Ausgewählter Text:
◆ ◆ ◆ ◆ ◆

# CMD-Befehl per JavaScript in Formular Textarea schreiben (ActiveX?)



## lukelukeluke (16. Februar 2007)

Hallo zusammen,
Ich bin am Entwickeln eines PHP Skripts. Dabei möchte ich gerne gewisse Daten vom lokalen PC per Windows CMD (Batch-Datei o.ä.) in eine Formular-Textarea schreiben. Dieses soll der Benutzer dann absenden können.
Bis jetzt haben wir das so gemacht: 1) Mitarbeiter lädt Batch-Datei herunter, 2) Wird ausgeführt, Output in ein Textfile, 3) Output kopieren und in Formularfeld einfügen 4) senden. Dies soll also vereinfacht werden.
Natürlich spielt es keine Rolle wenn ein Sicherheitshinweis kommt. Soll sowieso auch nur im Internet Explorer funktionieren.
Meine Frage ist, wie man sowas angeht. Ich verstehe wenig von JavaScript, programmiere hauptsächlich PHP. Kann JavaScript sowas umsetzen? Ich bin sicher das es via ActiveX-Komponente geht, da kann man ja fast alles vom IE aus machen...
Hat jemand eine Ahnung?

◆ ◆ ◆ ◆ ◆

Bereitgestellte Daten:
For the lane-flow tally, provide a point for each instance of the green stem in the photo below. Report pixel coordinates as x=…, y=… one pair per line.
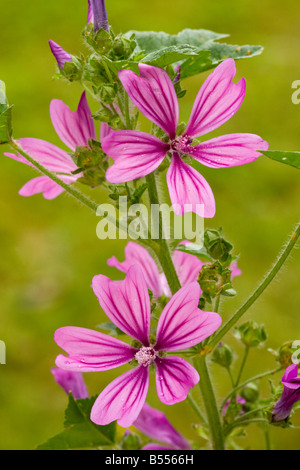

◆ ◆ ◆ ◆ ◆

Ihre Aufgaben:
[1] Nennen Sie alle Schritte des bisherigen Vorgehens, die im Forumsbeitrag über CMD-Befehle per JavaScript aufgezählt werden.
[2] Geben Sie den Abschnitt aus dem Forumsbeitrag über CMD-Befehle per JavaScript wortgetreu wieder, beginnend mit „Bis jetzt haben“ und fortlaufend bis einschließlich „also vereinfacht werden.“.
[3] Setzen Sie den Forumsbeitrag über CMD-Befehle per JavaScript im Anschluss an seinen letzten Satz fort.

Antworten je Aufgabe:
[1]
1. Der Mitarbeiter lädt die Batch-Datei herunter.
2. Die Datei wird ausgeführt, und der Output wird in ein Textfile geschrieben.
3. Der Output wird kopiert und in das Formularfeld eingefügt.
4. Das Formular wird gesendet.

[2]
Bis jetzt haben wir das so gemacht: 1) Mitarbeiter lädt Batch-Datei herunter, 2) Wird ausgeführt, Output in ein Textfile, 3) Output kopieren und in Formularfeld einfügen 4) senden. Dies soll also vereinfacht werden.

[3]
Gruz,
Luke


----------



## Sven Mintel (16. Februar 2007)

Was genau liefert denn die Batch-Datei als Output....womöglich ist der Umweg über die Batch garnicht notwendig...ein bisserl kann JScript bzw. der WSH ja auch alleine


----------



## lukelukeluke (16. Februar 2007)

Die Batch-Datei soll ein DIR-Befehl der Festplatte liefern. Also sozusagen alle Files die auf dem PC installiert sind. Diese werden dann in die Index-Datenbank geschrieben, wo man sieht, auf welchen PCs welche Software installiert ist.
Bis jetzt habe ich es so gemacht, dass die Batch-Datei mittel Link angeklick werden kann (ausführen) und der Index wird auf der Festplatte gespeichert. Danach kann man unten per Formularfeld die Datei wählen und das Formular absenden. Leider kann man in einem File Formularfeld (<input type='file'>) per Javascript keinen Wert setzen (Sicherheitsmassnahme, weil sonst diese in öffentlichen Formularen versteckt eingebaut werden könnten).


----------



## Sven Mintel (17. Februar 2007)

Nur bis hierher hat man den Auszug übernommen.